(Referring expression data)
□ □ □ □
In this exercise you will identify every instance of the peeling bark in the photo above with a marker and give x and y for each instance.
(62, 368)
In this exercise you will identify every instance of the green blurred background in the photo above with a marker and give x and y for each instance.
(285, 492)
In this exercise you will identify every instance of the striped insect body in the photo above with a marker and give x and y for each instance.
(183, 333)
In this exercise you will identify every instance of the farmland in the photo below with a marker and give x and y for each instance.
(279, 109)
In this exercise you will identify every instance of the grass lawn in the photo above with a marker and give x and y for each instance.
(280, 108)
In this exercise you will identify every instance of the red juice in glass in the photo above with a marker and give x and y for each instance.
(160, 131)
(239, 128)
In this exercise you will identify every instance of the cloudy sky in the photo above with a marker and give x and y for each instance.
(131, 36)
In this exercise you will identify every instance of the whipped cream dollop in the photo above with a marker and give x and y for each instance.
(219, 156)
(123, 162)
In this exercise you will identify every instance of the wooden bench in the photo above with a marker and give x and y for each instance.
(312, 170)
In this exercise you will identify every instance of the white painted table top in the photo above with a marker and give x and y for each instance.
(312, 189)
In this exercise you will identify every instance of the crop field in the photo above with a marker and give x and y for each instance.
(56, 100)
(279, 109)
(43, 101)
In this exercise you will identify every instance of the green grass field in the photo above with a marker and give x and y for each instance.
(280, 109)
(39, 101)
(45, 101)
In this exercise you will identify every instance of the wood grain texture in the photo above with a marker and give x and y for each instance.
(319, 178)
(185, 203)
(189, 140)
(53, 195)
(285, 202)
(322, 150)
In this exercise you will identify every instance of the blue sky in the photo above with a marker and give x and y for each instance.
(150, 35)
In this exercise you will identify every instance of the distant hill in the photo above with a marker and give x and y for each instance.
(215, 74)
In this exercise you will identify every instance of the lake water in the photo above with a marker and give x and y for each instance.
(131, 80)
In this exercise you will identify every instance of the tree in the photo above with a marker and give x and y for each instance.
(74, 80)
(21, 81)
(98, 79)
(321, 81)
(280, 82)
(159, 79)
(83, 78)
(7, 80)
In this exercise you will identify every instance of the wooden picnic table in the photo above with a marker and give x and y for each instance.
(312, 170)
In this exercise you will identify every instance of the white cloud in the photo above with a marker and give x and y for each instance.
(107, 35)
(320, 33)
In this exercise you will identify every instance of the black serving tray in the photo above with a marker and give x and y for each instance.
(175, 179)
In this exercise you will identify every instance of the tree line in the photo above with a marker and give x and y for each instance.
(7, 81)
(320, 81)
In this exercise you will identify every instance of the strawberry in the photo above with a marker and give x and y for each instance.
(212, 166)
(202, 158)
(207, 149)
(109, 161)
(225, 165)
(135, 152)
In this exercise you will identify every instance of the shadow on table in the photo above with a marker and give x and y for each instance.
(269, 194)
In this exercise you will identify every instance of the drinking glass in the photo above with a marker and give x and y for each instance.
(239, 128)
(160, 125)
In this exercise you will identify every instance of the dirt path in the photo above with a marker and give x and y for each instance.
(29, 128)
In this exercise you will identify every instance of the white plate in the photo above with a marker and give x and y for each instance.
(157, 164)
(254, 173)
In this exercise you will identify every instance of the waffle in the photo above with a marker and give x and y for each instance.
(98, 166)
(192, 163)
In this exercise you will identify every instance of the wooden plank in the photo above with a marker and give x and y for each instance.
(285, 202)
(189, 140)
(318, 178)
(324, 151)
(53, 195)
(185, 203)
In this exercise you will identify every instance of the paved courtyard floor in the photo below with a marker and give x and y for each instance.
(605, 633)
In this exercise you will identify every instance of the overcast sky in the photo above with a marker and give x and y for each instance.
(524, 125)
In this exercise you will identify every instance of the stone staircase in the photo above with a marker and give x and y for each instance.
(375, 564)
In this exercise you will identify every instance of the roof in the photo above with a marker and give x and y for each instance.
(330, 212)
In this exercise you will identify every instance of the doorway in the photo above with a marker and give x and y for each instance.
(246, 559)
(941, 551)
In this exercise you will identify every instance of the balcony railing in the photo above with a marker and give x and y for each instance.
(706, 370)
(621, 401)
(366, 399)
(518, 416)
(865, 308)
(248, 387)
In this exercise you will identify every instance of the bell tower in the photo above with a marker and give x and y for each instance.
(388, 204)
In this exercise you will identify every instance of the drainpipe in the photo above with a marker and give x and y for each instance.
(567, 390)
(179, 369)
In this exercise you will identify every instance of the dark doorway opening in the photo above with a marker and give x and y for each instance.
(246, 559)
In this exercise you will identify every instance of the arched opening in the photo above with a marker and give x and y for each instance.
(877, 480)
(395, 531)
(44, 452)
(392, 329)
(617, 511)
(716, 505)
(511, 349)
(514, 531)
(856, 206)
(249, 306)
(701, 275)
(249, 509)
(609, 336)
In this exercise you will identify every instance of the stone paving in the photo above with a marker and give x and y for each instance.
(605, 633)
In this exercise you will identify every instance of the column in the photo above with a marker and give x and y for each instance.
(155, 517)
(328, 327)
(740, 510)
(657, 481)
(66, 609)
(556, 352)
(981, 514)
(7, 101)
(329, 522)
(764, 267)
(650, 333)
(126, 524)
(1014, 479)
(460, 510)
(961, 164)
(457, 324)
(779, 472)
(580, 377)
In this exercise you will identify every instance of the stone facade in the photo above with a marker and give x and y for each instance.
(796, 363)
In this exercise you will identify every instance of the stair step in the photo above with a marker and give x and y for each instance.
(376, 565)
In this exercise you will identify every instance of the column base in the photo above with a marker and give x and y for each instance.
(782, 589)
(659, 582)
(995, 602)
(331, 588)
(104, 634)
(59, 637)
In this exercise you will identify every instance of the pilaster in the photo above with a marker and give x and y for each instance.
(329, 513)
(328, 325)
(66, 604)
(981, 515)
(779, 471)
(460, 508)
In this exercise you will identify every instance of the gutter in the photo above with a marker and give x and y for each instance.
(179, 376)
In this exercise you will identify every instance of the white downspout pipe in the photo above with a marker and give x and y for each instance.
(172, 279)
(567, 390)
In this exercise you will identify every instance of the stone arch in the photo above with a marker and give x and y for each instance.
□ □ □ □
• _Action item_
Write all the data out again, exactly.

• _Solution to this problem_
In this exercise you will identify every instance of the peeling bark in the photo above with a marker and give x and y for each instance.
(62, 368)
In this exercise you will identify every instance of the green blurred background in the photo above with a marker and give x and y for each instance.
(285, 492)
In this exercise you will identify every instance of the striped insect body in the photo above with a marker and give x and y for each instance.
(183, 333)
In this exercise you will identify every instance of the farmland in the photo below with a marker and give x and y for each instance.
(279, 109)
In this exercise you will identify every instance of the grass lawn in the photo above with a marker and give x and y for each instance.
(280, 108)
In this exercise you will identify every instance of the red juice in glass in the photo above with a marker and give x and y for each instance.
(160, 131)
(239, 128)
In this exercise you will identify every instance of the cloudy sky in the photo above with a marker and give x and y for each instance.
(131, 36)
In this exercise you will identify every instance of the whipped cream dollop in the photo above with a marker and give x and y for each instance.
(219, 156)
(123, 162)
In this exercise you will identify every instance of the wooden bench in the photo above with a marker and give x and y for each instance.
(312, 170)
In this exercise you will identify every instance of the white painted table top in the photo above with a marker and give x and y for each instance.
(312, 189)
In this exercise you will identify every instance of the crop field in the photo above with a marker and give x and y for each instance.
(56, 100)
(279, 109)
(43, 101)
In this exercise you will identify every instance of the green grass field in the photo above with a marker and give x and y for each instance.
(280, 109)
(39, 101)
(45, 101)
In this exercise you will identify every instance of the wood grain texture in the photo above with a marker and give x and y for each instance.
(319, 178)
(185, 203)
(189, 140)
(53, 195)
(285, 202)
(322, 150)
In this exercise you will identify every instance of the blue sky in the photo above with a marker and give x and y for each instance.
(150, 35)
In this exercise you will identify every instance of the distant hill in the photo above with a marker and give x and y for each instance.
(215, 74)
In this exercise you will identify every instance of the lake water in the photo above with a marker and give x and y for each instance.
(131, 80)
In this exercise you will identify every instance of the tree in the photo above with a marker and give x and y for each instance.
(74, 80)
(21, 81)
(98, 79)
(321, 81)
(280, 82)
(159, 79)
(83, 78)
(7, 80)
In this exercise you will identify every instance of the wooden picnic table in the photo above with a marker and give x and y for each instance.
(312, 170)
In this exercise you will identify every instance of the white cloud in the photo above with a marker and give x and y for each instance.
(107, 35)
(320, 33)
In this exercise you will identify every instance of the black serving tray in the photo above with a marker and give x and y for each instance.
(175, 179)
In this exercise you will identify every instance of the tree line in the photo above with a marker and give x and y for each instance.
(7, 81)
(320, 81)
In this exercise you will identify every instance of the strawberry in the photo above with a marker and give x and y for each instance.
(212, 166)
(202, 158)
(207, 149)
(109, 161)
(225, 165)
(135, 152)
In this exercise you will identify every instance of the shadow on table in the photo above with a marker and give x and y for each instance.
(269, 194)
In this exercise you will identify every instance of the drinking glass in the photo above with a marker and give x and y for each instance.
(239, 128)
(160, 125)
In this exercise you will identify every instance of the dirt path in the photo above with a marker and give x and y for each instance.
(29, 128)
In this exercise you will identify every instance of the white plate in the photo above with a marker and give x and y for each instance.
(157, 164)
(254, 173)
In this exercise you will identify every instance of the waffle in the photo above with a marker and give x and y for each instance.
(98, 166)
(192, 163)
In this exercise you will identify every instance of the wooden plank in the photo above with a marker and give x and y for each instance.
(285, 202)
(189, 140)
(318, 178)
(324, 151)
(53, 195)
(185, 203)
In this exercise you will identify every instance of the paved courtyard floor in the photo below with a marker and give x and y for each instance.
(605, 633)
In this exercise you will identify every instance of the overcast sky in the photo above with a marker and give x and y for each instance.
(524, 125)
In this exercise you will identify every instance of the stone staircase in the photo above with a marker and give x and y for each instance.
(375, 564)
In this exercise you will identify every instance of the roof in the photo above with a marker and give x and y for each instance.
(330, 212)
In this exercise you will identify every instance of the doorway in the photo above with a marker and give x and y for each instance.
(246, 559)
(941, 551)
In this exercise you will identify every instance of the balcony railing in the photo above with a marker and give x and y for each instance.
(706, 370)
(621, 401)
(366, 399)
(518, 416)
(865, 308)
(248, 387)
In this exercise you will identify every instance of the bell tower in the photo above with a marker and give x and y for each instance.
(388, 204)
In this exercise you will identify every instance of the drainpipe in the photo above with a marker and give x and y for each instance.
(567, 390)
(179, 369)
In this exercise you will identify every instance of the dark doorway opening in the photo above with a marker and give x and y for each instance.
(246, 559)
In this exercise you will identify every instance of the arched opening in the photo above with a marker and give x and y for each instance.
(877, 480)
(395, 531)
(44, 452)
(392, 329)
(617, 511)
(716, 505)
(511, 349)
(514, 531)
(856, 206)
(249, 306)
(701, 275)
(249, 509)
(609, 336)
In this exercise you will identify every instance of the stone paving in the photo above with a marker and give x and y for each instance.
(605, 633)
In this exercise you will identify every instance of the column in the photo above with a marker and give x and y for each instance.
(155, 517)
(328, 327)
(740, 510)
(657, 481)
(66, 609)
(556, 352)
(981, 514)
(7, 101)
(329, 522)
(764, 267)
(650, 333)
(126, 524)
(1014, 479)
(460, 510)
(961, 164)
(457, 324)
(779, 472)
(580, 377)
In this exercise you will identify every instance of the stone facade in the photo above with a marker and give x and y for each instance.
(796, 363)
In this exercise you will identify every instance of the stair step in the photo above with a marker and give x and y for each instance.
(376, 565)
In this exercise you will identify every instance of the column base in the photo above with a marker and give x and y for each instance.
(782, 589)
(659, 582)
(995, 602)
(331, 588)
(104, 634)
(59, 637)
In this exercise you will identify every instance of the pilaster in the photo above with a marker and give x and y for each instance.
(329, 513)
(328, 325)
(66, 604)
(981, 515)
(779, 471)
(460, 508)
In this exercise you will identify every instance of the gutter in the photo above with a marker and give x and y for each instance.
(179, 376)
In this exercise you will identify every instance of the white downspout pipe in the photo above with a marker and give x and y for each instance.
(172, 279)
(567, 390)
In this exercise you will identify every instance of the stone arch in the photo above with a marker and give x and y for each instance.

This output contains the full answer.